• [Travail à faire]
a. Répondez à chaque question d'après l'extrait :
(i) Quelle autorité nul ne place plus haut que les auteurs, selon l'extrait ?
(ii) De quelle date la transformation permettrait-elle de ne pas perdre les bénéfices ?
(iii) Que risquent d'ajouter à la fin ces changements et ces transformations aux dépenses ?
b. Relevez dans l'extrait tous les groupes nominaux introduits par le déterminant « ces ».

• [Extrait de page]

Nous sommes peu touchés des projets de je ne sais quelle transformation qu’on paraît méditer. Certes nul ne place plus haut que nous l’autorité de M. le maréchal Soult en pareille matière ; mais nous sommes trop sincères pour ne pas avouer hautement que cette transformation ne nous a paru jusqu’ici qu’un moyen, fort ingénieux sans doute, d’obtenir des résultats analogues, tout en faisant quelque chose de différent, un moyen de ne pas perdre les bénéfices du 1er  mars, tout en donnant une vaine satisfaction à ses ennemis, à ces hommes qui lui font sans doute l’honneur de le croire bien vivant, car ce serait un goût trop ignoble que de s’acharner ainsi sur un mort. Nous craignons que ces changemens et ces transformations n’ajoutent à la fin quelques millions de plus à ces dépenses qui font aujourd’hui jeter de si hauts cris. Mais il serait téméraire à nous de préjuger des mesures que nous ne connaissons pas, et sur lesquelles, en tout cas, notre avis devrait s’éclairer au préalable de l’opinion des juges compétens.

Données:
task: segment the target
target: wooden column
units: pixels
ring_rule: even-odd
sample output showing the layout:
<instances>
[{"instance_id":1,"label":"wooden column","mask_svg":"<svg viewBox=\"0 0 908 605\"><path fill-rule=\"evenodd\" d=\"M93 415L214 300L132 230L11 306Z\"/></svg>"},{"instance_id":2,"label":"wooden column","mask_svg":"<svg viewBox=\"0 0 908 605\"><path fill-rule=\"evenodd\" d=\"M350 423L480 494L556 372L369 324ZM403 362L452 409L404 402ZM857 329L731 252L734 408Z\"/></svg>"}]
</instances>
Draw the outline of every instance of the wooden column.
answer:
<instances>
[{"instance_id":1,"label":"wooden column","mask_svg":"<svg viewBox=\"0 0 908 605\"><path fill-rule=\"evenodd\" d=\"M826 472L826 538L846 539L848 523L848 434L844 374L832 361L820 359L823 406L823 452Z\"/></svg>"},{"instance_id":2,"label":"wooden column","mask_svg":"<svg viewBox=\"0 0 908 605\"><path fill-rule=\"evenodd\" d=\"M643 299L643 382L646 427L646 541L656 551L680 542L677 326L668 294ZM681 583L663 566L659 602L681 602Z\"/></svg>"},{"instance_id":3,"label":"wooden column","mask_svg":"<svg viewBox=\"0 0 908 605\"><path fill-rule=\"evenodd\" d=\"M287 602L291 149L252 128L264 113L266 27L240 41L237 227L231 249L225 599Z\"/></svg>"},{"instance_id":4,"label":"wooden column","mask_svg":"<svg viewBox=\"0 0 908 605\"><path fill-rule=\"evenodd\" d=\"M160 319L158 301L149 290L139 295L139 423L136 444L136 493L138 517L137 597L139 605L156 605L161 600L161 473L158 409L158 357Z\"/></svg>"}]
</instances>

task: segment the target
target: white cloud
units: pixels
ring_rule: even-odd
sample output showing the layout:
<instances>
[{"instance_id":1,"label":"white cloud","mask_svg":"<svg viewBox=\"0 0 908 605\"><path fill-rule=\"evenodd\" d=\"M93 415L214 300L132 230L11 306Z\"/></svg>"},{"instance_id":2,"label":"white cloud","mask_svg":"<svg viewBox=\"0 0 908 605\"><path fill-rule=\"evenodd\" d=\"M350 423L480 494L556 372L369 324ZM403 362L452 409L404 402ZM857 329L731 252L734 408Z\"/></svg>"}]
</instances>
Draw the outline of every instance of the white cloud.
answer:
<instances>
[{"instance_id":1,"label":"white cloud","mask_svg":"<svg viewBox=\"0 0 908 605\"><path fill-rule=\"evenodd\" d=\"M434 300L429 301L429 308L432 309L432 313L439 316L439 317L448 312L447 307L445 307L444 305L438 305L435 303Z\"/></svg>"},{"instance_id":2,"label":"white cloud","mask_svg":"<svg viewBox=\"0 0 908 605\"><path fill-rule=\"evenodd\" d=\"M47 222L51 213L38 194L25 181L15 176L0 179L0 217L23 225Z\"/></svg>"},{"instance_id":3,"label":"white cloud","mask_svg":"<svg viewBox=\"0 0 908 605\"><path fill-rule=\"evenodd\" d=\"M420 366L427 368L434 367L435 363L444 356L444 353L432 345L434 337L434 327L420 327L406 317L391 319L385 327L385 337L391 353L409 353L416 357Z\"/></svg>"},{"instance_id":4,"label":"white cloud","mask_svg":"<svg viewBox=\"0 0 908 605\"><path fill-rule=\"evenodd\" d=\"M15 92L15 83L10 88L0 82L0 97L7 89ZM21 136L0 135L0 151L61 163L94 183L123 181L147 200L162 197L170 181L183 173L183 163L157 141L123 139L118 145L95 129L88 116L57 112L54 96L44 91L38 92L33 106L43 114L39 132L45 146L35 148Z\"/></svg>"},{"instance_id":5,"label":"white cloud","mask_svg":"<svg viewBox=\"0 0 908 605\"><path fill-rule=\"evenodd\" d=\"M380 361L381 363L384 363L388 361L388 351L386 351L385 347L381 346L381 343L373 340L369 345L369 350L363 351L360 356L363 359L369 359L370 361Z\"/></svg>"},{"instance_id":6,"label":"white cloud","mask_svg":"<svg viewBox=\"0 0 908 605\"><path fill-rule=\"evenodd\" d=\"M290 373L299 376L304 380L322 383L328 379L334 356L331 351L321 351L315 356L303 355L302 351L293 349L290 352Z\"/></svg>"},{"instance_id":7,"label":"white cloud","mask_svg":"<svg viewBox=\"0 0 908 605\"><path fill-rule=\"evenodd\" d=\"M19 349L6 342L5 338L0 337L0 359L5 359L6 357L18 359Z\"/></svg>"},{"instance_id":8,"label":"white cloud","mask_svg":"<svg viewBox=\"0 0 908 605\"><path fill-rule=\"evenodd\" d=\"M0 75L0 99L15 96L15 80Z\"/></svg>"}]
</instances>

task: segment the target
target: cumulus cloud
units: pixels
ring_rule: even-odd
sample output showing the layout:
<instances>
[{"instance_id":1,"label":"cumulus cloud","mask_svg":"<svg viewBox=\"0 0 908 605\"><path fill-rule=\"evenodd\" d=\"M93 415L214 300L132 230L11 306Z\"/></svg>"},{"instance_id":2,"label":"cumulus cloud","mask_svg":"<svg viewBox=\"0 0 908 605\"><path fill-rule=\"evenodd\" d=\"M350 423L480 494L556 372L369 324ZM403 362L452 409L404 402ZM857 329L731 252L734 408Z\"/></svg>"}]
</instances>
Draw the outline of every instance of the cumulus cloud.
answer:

...

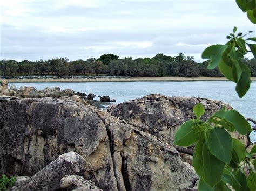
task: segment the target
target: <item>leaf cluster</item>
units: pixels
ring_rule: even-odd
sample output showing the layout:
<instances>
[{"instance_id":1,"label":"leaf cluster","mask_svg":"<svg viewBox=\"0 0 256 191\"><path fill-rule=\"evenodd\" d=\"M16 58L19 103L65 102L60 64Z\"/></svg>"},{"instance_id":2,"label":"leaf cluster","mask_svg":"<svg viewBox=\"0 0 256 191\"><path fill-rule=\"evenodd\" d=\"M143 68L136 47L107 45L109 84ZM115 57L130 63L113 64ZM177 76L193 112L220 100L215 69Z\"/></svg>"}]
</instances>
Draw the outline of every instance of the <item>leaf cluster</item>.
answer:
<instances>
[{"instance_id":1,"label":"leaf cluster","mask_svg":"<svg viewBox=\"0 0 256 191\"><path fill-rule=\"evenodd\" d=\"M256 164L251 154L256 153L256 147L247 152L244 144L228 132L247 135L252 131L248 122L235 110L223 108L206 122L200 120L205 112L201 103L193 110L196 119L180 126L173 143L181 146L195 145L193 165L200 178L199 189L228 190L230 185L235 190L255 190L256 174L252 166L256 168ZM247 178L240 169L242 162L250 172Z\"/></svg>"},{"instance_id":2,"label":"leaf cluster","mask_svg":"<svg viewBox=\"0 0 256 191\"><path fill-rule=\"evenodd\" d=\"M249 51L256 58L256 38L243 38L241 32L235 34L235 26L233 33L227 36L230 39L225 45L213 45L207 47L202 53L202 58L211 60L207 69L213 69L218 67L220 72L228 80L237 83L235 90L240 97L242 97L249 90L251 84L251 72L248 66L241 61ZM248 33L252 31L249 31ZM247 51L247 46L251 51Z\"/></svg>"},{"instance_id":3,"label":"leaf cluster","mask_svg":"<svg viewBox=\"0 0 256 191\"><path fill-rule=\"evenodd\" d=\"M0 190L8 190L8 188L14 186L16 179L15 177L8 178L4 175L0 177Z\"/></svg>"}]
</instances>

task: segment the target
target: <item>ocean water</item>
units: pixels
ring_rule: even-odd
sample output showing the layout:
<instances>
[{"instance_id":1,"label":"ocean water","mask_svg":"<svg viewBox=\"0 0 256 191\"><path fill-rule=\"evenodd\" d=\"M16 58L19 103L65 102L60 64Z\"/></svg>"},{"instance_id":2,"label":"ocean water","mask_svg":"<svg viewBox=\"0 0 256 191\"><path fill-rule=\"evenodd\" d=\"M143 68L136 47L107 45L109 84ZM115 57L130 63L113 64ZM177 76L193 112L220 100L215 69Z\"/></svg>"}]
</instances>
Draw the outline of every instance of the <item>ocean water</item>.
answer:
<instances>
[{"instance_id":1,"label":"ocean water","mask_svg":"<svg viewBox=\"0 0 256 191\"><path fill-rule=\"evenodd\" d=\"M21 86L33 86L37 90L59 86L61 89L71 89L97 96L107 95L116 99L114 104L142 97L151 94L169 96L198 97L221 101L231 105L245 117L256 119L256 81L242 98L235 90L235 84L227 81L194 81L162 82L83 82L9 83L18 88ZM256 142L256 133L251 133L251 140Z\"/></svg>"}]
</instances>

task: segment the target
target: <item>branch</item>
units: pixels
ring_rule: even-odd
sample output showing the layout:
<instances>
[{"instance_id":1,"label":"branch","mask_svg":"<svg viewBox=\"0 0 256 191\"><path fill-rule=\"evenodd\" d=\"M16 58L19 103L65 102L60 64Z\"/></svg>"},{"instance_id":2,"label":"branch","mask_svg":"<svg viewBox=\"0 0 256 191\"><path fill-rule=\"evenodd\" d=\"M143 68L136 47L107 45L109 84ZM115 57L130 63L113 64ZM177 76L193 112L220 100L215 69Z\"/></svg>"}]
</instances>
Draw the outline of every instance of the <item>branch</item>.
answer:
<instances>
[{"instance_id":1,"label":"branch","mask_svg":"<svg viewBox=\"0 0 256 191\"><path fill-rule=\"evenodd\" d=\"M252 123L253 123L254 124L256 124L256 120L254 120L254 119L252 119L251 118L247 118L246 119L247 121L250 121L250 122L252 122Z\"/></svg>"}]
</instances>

==

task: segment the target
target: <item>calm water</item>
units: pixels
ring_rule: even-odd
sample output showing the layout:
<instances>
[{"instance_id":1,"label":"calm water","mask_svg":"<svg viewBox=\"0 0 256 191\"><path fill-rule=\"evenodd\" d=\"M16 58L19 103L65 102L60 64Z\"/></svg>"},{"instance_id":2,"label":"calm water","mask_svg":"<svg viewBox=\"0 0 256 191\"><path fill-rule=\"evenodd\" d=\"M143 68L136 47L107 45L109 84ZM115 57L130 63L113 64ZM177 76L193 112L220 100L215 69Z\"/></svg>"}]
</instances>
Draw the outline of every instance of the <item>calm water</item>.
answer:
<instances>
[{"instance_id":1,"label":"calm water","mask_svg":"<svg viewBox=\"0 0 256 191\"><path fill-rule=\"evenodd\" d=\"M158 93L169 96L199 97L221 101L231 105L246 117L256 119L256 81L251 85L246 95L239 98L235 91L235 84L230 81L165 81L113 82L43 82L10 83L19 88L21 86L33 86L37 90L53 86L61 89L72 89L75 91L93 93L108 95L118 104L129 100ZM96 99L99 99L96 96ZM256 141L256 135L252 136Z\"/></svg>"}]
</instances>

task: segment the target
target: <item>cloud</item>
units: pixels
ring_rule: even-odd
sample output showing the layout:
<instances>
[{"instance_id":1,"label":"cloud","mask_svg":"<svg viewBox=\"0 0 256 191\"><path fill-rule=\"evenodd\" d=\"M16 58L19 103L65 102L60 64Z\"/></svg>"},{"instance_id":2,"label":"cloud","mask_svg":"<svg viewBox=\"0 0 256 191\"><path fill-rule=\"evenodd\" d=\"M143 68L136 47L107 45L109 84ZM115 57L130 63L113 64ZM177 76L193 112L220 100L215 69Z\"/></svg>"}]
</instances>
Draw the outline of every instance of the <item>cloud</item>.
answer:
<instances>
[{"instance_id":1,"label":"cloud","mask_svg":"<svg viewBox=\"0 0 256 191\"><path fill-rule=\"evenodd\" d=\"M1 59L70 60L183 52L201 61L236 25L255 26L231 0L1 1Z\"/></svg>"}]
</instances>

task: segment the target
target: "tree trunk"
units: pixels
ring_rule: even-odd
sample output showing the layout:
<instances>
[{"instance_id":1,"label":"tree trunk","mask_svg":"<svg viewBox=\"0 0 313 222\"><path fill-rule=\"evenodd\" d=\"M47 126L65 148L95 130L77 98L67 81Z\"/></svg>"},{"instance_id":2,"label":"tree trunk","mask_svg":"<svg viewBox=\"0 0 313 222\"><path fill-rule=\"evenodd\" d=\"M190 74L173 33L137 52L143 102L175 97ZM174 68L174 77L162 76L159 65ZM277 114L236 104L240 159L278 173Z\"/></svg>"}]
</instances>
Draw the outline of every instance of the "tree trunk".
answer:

• [Liste des solutions]
a.
(i) Celle de M. le maréchal Soult.
(ii) Du 1er mars.
(iii) Quelques millions de plus.

b.
ces hommes
ces changemens
ces transformations
ces dépenses